[Point annotation records]

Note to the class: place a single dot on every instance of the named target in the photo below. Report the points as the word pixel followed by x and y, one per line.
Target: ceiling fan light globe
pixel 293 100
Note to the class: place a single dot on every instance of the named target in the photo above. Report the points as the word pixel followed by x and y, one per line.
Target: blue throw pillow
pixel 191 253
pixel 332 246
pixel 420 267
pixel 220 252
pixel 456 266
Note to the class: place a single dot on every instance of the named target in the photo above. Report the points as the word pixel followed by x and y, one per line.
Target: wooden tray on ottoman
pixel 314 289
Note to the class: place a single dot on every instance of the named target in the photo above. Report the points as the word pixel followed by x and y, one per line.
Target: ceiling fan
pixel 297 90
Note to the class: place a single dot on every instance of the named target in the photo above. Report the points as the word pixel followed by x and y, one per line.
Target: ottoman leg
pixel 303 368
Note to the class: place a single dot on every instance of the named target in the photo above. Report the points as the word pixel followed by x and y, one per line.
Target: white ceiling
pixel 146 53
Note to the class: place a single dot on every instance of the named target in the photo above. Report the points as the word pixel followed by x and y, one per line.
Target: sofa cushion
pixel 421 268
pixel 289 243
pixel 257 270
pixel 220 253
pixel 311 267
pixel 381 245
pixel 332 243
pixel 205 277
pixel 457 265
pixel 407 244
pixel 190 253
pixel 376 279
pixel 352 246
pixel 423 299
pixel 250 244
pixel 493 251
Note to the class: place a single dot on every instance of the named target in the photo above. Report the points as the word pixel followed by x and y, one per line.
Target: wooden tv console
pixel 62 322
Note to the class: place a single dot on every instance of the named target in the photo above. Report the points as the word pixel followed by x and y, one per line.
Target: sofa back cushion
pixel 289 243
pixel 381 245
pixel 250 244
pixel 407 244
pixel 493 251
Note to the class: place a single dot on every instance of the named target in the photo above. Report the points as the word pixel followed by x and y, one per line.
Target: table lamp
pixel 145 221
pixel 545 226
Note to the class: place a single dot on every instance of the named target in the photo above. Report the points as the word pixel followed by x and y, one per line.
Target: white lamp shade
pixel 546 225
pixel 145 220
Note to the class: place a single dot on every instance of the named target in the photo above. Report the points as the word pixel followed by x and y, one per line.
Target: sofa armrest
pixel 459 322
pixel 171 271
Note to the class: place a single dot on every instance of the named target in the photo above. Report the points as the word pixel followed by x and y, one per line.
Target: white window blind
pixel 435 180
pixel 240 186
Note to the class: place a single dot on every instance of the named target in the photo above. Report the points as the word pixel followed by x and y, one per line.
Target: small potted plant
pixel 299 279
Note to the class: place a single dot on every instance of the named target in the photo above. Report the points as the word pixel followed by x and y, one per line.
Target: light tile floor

▸ **What this task involves**: Produce a verbatim transcription of the entries above.

▸ **Output of the exercise**:
Note to the class: place a single dot on every instance of the named target in the photo below. Report the points as the word pixel followed by x and y, one per line.
Target: ceiling fan light globe
pixel 293 100
Note to the class: place a single dot on every instance of the named target in the photo above. Report the points as the word pixel followed by x and y, one per line.
Target: blue throw pillow
pixel 191 253
pixel 332 246
pixel 420 267
pixel 220 252
pixel 456 266
Note to the class: place a single dot on every instance of the named target in the photo above. Report the points as the word pixel followed by x and y, one per line.
Target: wooden tray on ottoman
pixel 314 289
Note to the class: place a single dot on every instance of the named target in the photo above. Report the points as the word pixel followed by x and y, one per line.
Target: ceiling fan
pixel 297 90
Note to the class: place a single dot on every instance of the named target in the photo above. Report the points as the word pixel followed by x and y, one per line.
Target: ottoman leg
pixel 303 368
Note to the class: place a single dot on every instance of the named target in the photo above. Report the points as the word pixel followed by x and y, one per line.
Target: white ceiling
pixel 146 53
Note to the class: place a single dot on every instance of the named target in the photo above. Report the points as the word pixel followed by x and y, one per line.
Target: sofa cushion
pixel 421 268
pixel 289 243
pixel 257 270
pixel 220 253
pixel 311 267
pixel 381 245
pixel 332 243
pixel 205 277
pixel 457 265
pixel 407 244
pixel 190 253
pixel 376 279
pixel 352 246
pixel 423 299
pixel 250 244
pixel 493 251
Note to the class: place a single dot on every instance of the named target in the photo above. Report the points as the word pixel followed by x and y, one per line.
Target: wooden tv console
pixel 62 322
Note to the class: place a single dot on every instance of the named target in the photo above. Report the points as the word pixel followed by x and y, one per line.
Target: sofa back cushion
pixel 289 243
pixel 381 245
pixel 250 244
pixel 407 244
pixel 493 251
Note to the class: place a single dot on every instance of the named target in the photo above. Report the points as the word pixel followed by x and y, one per line.
Target: table lamp
pixel 145 221
pixel 545 226
Note to the class: place a single dot on every instance of the named target in the photo above. Report the points as the word pixel followed by x and y, one per line.
Target: white lamp shade
pixel 546 225
pixel 145 220
Note to the class: place a single dot on every instance of the named target in the photo above. Report the points as the word pixel followed by x and y, one per line.
Target: sofa armrest
pixel 459 322
pixel 171 271
Note to the class: place a single dot on every instance of the named target in the photo above. Report the points as the word pixel followed by x and y, one per line.
Target: white window blind
pixel 435 180
pixel 240 186
Note to the class: place a single dot on every instance of the named target in the photo above. Report the points as the word pixel followed by x and y, one per line.
Target: small potted plant
pixel 299 279
Note to the class: place a single dot on every instance of the named target in the photo above. Report the points as the word pixel followed by x and y, one per line.
Target: light tile floor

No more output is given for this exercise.